作業内容:
(A) 統計分析の文章にある「具体的には」で始まる段落を、主な内容を残して箇条書きに書き換えてください。
(B) 統計分析の文章を「統計分析とは、既存のデータを」を含むところから書き写し、「タの性質や特徴を説明します。」のあとで止めてください。その際、「数学」を「英語」に入れ替えてください。
(C) 統計分析の文章が途切れた最後の文に続けて、その先を書き進めてください。

対象の文章:
統計分析とは、既存のデータを統計学の理論をベースに様々な視点から検証することです。統計解析を大きく分けると、次の2種類があります。
1-1:記述統計とは
記述統計とは、既存のデータをまとめて、データの特徴を記述する統計のことです。
たとえば、1000人分の数学の得点をそのまま見せられても、膨大な数字の並びに圧倒されてしまいます。
そこで、得られたデータをまとめて、「このデータの特徴は○○ですよ」と記述することで、そのデータの性質や特徴を説明します。
1-2:記述統計の具体例
データにどんな特徴があるかを観察します。
具体的には、得られたデータから「平均値は○○でした」「中央値は○○でした」「標準偏差は○○でした」「○○の割合は□□%でした」などをまとめる作業のことです。

データ内容:

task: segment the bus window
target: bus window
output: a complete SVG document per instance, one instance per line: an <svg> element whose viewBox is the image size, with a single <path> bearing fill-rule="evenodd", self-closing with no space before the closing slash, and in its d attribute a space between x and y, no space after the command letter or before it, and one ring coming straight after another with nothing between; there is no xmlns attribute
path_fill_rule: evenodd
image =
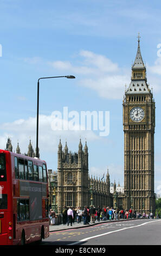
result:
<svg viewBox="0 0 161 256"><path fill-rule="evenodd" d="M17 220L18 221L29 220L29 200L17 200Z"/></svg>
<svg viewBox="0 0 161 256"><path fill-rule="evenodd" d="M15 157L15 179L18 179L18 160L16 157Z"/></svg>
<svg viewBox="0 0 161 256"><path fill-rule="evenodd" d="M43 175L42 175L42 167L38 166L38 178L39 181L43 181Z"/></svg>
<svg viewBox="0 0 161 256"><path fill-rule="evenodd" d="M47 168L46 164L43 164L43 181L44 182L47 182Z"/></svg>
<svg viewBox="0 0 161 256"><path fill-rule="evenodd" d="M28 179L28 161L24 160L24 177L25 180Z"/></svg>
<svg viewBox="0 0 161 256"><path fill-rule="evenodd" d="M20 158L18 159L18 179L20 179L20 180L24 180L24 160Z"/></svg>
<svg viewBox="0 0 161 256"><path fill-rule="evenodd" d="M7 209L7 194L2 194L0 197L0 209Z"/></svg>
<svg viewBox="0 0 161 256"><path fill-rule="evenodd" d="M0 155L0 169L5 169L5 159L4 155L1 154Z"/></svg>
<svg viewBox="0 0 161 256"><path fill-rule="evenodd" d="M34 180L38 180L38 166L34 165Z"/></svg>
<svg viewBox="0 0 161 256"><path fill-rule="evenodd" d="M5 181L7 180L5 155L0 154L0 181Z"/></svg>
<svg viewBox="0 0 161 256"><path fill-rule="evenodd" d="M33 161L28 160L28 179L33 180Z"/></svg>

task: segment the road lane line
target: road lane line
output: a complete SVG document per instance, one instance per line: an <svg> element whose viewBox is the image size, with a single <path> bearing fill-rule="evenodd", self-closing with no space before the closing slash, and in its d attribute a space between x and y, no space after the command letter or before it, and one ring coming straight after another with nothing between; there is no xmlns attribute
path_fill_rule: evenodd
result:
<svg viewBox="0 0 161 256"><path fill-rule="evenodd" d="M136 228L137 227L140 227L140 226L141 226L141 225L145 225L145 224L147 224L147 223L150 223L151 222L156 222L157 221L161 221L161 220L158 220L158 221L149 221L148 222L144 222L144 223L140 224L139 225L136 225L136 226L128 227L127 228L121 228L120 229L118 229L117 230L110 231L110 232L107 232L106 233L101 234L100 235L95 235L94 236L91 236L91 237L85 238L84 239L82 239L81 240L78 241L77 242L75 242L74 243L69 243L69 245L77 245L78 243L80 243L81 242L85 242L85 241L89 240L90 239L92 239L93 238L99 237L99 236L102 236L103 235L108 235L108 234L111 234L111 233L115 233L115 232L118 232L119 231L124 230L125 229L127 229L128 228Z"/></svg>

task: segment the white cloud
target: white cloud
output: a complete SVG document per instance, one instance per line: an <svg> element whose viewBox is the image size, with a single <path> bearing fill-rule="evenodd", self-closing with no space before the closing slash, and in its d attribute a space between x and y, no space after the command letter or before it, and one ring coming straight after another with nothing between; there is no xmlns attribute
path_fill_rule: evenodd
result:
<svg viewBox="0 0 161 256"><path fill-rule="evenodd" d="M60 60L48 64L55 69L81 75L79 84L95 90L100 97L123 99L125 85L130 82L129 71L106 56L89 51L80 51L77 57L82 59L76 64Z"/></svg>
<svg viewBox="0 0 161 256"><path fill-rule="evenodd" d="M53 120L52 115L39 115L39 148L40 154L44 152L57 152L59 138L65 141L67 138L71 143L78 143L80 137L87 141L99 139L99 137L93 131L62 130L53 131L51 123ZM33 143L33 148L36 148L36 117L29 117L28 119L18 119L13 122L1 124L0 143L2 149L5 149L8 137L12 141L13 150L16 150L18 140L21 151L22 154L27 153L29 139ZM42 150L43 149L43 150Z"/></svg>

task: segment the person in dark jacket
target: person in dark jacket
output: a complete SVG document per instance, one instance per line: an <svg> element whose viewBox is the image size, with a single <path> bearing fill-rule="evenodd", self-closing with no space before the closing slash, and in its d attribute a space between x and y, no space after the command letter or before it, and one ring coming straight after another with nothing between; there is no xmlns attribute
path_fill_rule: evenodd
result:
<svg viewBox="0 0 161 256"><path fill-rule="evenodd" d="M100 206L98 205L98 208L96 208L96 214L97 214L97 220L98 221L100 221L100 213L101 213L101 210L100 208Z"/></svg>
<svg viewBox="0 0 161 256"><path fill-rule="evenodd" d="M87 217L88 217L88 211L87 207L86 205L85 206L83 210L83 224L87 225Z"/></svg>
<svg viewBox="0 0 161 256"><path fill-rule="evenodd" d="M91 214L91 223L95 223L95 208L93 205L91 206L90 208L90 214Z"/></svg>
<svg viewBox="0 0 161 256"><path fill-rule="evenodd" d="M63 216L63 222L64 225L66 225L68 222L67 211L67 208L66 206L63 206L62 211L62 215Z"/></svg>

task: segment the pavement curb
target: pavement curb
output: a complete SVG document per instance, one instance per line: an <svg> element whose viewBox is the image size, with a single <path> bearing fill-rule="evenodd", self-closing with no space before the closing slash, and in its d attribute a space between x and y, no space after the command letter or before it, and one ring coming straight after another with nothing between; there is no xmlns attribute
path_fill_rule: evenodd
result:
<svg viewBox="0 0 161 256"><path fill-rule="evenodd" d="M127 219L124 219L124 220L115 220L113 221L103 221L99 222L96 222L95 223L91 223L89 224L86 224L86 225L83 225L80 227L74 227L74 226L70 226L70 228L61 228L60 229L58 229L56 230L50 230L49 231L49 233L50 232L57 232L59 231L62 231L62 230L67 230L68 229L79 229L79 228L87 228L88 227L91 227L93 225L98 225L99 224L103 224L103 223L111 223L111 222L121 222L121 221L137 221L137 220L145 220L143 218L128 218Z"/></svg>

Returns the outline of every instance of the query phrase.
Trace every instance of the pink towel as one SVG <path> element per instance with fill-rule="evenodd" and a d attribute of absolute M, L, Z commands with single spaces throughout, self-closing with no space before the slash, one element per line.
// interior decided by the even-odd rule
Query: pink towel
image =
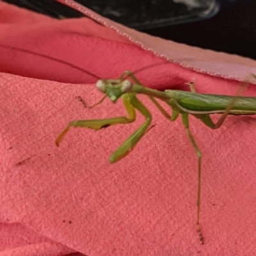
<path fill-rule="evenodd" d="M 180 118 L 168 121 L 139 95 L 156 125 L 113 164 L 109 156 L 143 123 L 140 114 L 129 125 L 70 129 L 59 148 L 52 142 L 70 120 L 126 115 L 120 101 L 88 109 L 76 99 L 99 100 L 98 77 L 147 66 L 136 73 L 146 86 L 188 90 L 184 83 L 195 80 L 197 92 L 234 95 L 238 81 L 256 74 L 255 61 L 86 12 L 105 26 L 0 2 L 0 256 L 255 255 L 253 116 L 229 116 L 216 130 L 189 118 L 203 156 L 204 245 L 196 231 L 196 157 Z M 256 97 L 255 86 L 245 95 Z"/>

解答一覧:
(A)
・得られたデータから、次のような値をまとめる作業である
　・平均値
　・中央値
　・標準偏差
　・特定の項目の割合(%)

(B)
統計分析とは、既存のデータを統計学の理論をベースに様々な視点から検証することです。統計解析を大きく分けると、次の2種類があります。
1-1:記述統計とは
記述統計とは、既存のデータをまとめて、データの特徴を記述する統計のことです。
たとえば、1000人分の英語の得点をそのまま見せられても、膨大な数字の並びに圧倒されてしまいます。
そこで、得られたデータをまとめて、「このデータの特徴は○○ですよ」と記述することで、そのデータの性質や特徴を説明します。

(C)
平均値とは、データの値の平均のことです。
たとえば、5人の生徒A-E君が数学のテストを受けたとします。
そして、それぞれの得点はA君が60点、B君が49点、C君が42点、D君が29点、E君が50点だったとしましょう。
平均値はすべてのデータの値を足して、それをデータの個数で割ります(今回はデータが5個だから、5で割ります)。
したがって、今回の平均値は、
(60+49+42+29+50)÷5
=230÷5
=46
よって、平均値は46点となります。このように、得られたデータにどんな特徴があるかを観察するのが記述統計です。

2-1:推測統計とは
推測統計とは、既存のデータ以外のデータについての特徴を教えてくれる統計のことです。
たとえば、男子高校生5人、女子高校生5人の数学得点データの記述統計から、女子高校生よりも男子高校生の方が数学得点が高いという結論が導かれたとします。
しかし、「既存の数学得点データが、たまたま偏っていただけではないか」と納得がいかない人もいると思います。
そこで、「一般的にはどうなのか」ということが重視されます。
「一般」といった場合、手元にあるデータの背後にある大きな世界を想定しています。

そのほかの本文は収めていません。